### TO DO
Among the entries below, find the lines with the word "pile" and return them.

### RECORDS FOR THE EXERCISE

--- --- ---

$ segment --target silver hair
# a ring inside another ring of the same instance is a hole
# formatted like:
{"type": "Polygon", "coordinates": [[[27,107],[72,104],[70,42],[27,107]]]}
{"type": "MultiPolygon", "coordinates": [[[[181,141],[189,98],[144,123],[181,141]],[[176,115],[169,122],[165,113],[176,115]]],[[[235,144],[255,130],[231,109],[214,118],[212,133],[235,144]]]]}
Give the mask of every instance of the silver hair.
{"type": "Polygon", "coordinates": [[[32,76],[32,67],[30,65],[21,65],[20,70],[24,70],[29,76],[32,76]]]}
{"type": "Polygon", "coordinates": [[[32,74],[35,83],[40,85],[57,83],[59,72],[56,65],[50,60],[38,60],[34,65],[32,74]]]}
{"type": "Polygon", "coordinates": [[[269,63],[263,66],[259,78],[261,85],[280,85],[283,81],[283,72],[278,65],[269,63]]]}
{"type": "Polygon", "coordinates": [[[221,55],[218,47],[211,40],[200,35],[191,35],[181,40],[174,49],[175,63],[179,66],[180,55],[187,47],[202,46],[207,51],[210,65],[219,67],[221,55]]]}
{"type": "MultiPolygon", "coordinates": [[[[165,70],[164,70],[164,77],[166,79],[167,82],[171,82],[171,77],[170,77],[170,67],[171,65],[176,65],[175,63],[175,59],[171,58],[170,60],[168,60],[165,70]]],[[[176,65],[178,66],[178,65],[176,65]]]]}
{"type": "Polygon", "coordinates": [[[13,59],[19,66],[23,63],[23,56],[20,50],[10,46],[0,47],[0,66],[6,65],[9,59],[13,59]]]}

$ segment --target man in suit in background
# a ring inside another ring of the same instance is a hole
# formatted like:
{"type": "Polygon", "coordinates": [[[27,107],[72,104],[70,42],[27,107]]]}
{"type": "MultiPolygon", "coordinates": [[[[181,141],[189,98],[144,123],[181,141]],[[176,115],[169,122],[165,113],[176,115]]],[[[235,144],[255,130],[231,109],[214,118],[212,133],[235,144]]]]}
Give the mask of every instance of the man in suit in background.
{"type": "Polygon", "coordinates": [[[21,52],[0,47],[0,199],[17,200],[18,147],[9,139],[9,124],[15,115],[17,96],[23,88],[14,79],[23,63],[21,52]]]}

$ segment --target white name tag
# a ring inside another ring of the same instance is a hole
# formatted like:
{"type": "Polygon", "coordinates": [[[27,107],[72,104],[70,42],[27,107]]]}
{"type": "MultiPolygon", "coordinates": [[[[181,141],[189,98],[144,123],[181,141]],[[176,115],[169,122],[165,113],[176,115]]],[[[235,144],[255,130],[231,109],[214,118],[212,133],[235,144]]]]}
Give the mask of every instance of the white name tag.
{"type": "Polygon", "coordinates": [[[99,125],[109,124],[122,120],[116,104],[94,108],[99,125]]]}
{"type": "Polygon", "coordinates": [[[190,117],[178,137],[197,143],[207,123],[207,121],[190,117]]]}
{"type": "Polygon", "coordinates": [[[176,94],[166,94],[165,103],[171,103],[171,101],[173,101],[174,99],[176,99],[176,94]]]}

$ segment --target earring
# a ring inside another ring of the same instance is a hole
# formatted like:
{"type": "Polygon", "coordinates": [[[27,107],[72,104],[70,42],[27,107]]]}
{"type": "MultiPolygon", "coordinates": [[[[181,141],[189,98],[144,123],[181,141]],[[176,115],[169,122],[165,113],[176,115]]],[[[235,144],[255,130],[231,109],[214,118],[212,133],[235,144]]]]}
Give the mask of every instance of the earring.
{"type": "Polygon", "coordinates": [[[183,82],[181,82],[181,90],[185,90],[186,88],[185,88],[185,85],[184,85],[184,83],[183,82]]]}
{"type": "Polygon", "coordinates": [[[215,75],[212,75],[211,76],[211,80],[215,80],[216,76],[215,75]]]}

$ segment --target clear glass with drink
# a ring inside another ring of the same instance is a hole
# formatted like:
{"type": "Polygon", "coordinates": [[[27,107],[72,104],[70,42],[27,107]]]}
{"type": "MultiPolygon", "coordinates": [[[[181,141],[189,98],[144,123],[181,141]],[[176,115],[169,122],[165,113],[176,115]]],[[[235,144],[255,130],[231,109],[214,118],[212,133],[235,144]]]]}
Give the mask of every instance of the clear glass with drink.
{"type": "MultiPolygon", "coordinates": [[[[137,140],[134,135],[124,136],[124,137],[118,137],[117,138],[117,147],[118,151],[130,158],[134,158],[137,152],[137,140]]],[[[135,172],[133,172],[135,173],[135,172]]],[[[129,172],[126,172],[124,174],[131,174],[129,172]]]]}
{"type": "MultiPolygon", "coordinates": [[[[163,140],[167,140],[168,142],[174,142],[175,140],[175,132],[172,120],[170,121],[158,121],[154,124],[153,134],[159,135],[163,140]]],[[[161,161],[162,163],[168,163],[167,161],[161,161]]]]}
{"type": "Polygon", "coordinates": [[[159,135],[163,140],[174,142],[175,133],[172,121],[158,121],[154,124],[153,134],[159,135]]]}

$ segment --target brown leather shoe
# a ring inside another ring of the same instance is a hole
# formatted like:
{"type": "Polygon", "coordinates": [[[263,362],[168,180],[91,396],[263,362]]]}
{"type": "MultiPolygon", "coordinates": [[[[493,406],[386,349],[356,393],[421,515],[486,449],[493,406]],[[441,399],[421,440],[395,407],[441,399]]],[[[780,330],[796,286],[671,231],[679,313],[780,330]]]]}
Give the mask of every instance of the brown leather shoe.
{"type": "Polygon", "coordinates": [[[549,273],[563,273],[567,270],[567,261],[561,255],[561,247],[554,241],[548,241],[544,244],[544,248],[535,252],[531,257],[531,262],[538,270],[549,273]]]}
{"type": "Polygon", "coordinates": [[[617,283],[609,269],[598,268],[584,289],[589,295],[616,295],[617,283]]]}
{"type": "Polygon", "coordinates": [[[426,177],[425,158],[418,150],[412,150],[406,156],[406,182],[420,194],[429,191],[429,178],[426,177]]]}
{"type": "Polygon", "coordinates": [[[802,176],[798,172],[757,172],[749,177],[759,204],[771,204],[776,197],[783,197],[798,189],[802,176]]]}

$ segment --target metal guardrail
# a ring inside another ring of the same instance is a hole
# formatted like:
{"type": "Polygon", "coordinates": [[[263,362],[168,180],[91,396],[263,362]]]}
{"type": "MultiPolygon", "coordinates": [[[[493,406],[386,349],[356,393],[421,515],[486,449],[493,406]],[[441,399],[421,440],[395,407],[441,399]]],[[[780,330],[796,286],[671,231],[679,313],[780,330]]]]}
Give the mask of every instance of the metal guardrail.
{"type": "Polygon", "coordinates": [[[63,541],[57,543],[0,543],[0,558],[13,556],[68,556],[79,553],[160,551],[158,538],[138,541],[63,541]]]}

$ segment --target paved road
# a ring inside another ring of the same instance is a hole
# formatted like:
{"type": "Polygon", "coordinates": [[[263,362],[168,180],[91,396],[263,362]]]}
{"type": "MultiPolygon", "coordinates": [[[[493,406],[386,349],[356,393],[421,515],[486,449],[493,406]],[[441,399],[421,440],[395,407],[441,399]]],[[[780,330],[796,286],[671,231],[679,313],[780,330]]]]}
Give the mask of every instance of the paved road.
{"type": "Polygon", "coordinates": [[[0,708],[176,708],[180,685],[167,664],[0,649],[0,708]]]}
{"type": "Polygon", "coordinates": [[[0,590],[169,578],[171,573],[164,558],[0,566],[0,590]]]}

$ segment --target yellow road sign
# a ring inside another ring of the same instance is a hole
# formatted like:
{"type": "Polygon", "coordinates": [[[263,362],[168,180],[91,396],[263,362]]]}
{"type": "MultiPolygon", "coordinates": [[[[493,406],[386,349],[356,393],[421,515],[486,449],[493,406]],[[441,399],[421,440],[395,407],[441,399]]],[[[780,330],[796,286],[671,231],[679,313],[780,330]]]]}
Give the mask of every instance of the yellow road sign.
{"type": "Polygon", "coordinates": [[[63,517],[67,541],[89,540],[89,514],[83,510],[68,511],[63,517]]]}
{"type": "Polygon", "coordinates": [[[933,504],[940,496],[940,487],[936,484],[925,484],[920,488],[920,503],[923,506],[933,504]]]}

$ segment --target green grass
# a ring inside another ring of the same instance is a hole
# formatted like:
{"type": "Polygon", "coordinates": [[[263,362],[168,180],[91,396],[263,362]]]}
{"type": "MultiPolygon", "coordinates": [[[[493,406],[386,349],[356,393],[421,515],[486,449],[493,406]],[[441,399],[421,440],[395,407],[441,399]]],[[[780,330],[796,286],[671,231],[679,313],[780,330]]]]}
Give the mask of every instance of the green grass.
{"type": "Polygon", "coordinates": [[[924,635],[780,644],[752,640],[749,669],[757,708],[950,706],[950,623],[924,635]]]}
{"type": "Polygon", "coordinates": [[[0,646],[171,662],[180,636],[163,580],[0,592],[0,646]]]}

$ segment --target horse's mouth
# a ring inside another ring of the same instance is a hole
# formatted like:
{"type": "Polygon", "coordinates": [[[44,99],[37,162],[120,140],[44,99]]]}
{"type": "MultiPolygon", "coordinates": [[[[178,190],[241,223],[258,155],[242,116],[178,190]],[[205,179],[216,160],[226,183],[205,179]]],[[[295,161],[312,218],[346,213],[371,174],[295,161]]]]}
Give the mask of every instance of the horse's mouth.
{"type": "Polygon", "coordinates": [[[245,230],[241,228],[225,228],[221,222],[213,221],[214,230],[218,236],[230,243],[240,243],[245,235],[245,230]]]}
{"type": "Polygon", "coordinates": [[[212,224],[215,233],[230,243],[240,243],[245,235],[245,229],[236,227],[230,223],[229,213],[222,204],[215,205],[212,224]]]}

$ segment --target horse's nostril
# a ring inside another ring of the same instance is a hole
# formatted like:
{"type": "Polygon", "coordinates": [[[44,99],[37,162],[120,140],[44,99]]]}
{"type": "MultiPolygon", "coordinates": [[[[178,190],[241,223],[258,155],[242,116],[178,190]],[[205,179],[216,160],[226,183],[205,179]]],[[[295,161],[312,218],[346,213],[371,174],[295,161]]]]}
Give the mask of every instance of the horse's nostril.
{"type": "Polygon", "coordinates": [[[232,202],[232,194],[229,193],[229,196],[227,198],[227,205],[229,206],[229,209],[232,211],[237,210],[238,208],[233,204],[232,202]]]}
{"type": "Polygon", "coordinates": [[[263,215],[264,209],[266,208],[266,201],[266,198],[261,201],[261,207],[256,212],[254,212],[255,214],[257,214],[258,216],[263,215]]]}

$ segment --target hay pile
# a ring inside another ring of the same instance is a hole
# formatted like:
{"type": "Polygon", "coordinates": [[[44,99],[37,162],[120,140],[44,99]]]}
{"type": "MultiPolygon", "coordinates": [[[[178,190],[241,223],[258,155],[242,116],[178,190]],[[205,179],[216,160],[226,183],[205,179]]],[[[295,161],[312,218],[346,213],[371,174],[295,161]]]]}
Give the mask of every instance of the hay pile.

--- --- ---

### WORKED SOLUTION
$ segment --target hay pile
Give the mask of every instance of the hay pile.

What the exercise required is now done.